» Exercise data
○ ○ ○

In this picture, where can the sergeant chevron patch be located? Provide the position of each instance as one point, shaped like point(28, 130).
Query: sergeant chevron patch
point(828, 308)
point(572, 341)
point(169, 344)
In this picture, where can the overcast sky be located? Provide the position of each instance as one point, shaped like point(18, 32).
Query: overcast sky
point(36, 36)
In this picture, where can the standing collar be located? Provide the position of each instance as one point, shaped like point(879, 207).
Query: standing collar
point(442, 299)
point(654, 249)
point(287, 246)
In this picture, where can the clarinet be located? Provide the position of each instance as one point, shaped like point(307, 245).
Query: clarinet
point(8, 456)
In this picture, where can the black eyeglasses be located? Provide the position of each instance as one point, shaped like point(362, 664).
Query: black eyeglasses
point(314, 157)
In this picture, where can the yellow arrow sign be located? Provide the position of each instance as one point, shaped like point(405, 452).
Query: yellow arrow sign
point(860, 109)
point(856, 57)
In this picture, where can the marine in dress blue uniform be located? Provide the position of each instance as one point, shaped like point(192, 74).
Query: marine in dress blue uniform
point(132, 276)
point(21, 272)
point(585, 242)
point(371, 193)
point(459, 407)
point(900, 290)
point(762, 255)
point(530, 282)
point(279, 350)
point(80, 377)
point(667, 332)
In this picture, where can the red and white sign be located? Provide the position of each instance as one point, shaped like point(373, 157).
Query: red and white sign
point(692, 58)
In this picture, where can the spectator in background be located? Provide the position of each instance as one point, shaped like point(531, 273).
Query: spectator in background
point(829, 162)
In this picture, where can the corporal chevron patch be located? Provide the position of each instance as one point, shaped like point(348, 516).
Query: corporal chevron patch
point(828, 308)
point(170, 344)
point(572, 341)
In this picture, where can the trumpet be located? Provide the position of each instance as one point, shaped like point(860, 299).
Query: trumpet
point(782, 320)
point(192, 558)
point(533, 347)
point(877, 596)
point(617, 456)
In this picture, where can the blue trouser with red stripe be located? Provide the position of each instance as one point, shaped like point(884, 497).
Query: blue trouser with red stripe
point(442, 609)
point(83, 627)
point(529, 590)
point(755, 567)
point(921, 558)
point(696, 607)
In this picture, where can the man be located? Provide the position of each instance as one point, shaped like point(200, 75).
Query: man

○ ○ ○

» Brief
Only the lines from the one holding "In this picture, where can the marine" through the end of the listing should be given again, exactly and with both ends included.

» Solution to this exercise
In this picture, where can the marine in dress blue uniform be located? Provide the position of each instance as one point, shaped like point(192, 74).
Query: marine in dress blue uniform
point(132, 276)
point(21, 272)
point(585, 242)
point(371, 193)
point(459, 407)
point(900, 290)
point(762, 255)
point(530, 282)
point(279, 350)
point(80, 377)
point(667, 332)
In this picture, where can the red and white sign be located? Provide the position of each instance as one point, shaped like point(373, 157).
Query: red and white sign
point(692, 58)
In this picture, where can the spectator in background be located? Provide the position of each instance as one point, shaped like point(531, 273).
Query: spectator in background
point(829, 162)
In this picture, where can the corporal chevron patch be located? Provide the position of each instance as one point, shaped like point(348, 516).
Query: corporal chevron patch
point(828, 308)
point(170, 344)
point(572, 341)
In this picture, where can the trumpet be located? Provide the position of each instance as one point, shaped like point(860, 299).
Query: trumpet
point(782, 320)
point(192, 558)
point(533, 347)
point(877, 596)
point(617, 456)
In this picture, where can the blue trouser with red stripe be located? Provide the position of each instance as one point, shaped like point(884, 497).
Query: blue trouser with red stripe
point(442, 609)
point(83, 627)
point(529, 590)
point(755, 567)
point(921, 558)
point(696, 607)
In this picture, where can the man be located? Provide the position of each instance as one point, shaped like point(200, 75).
Query: man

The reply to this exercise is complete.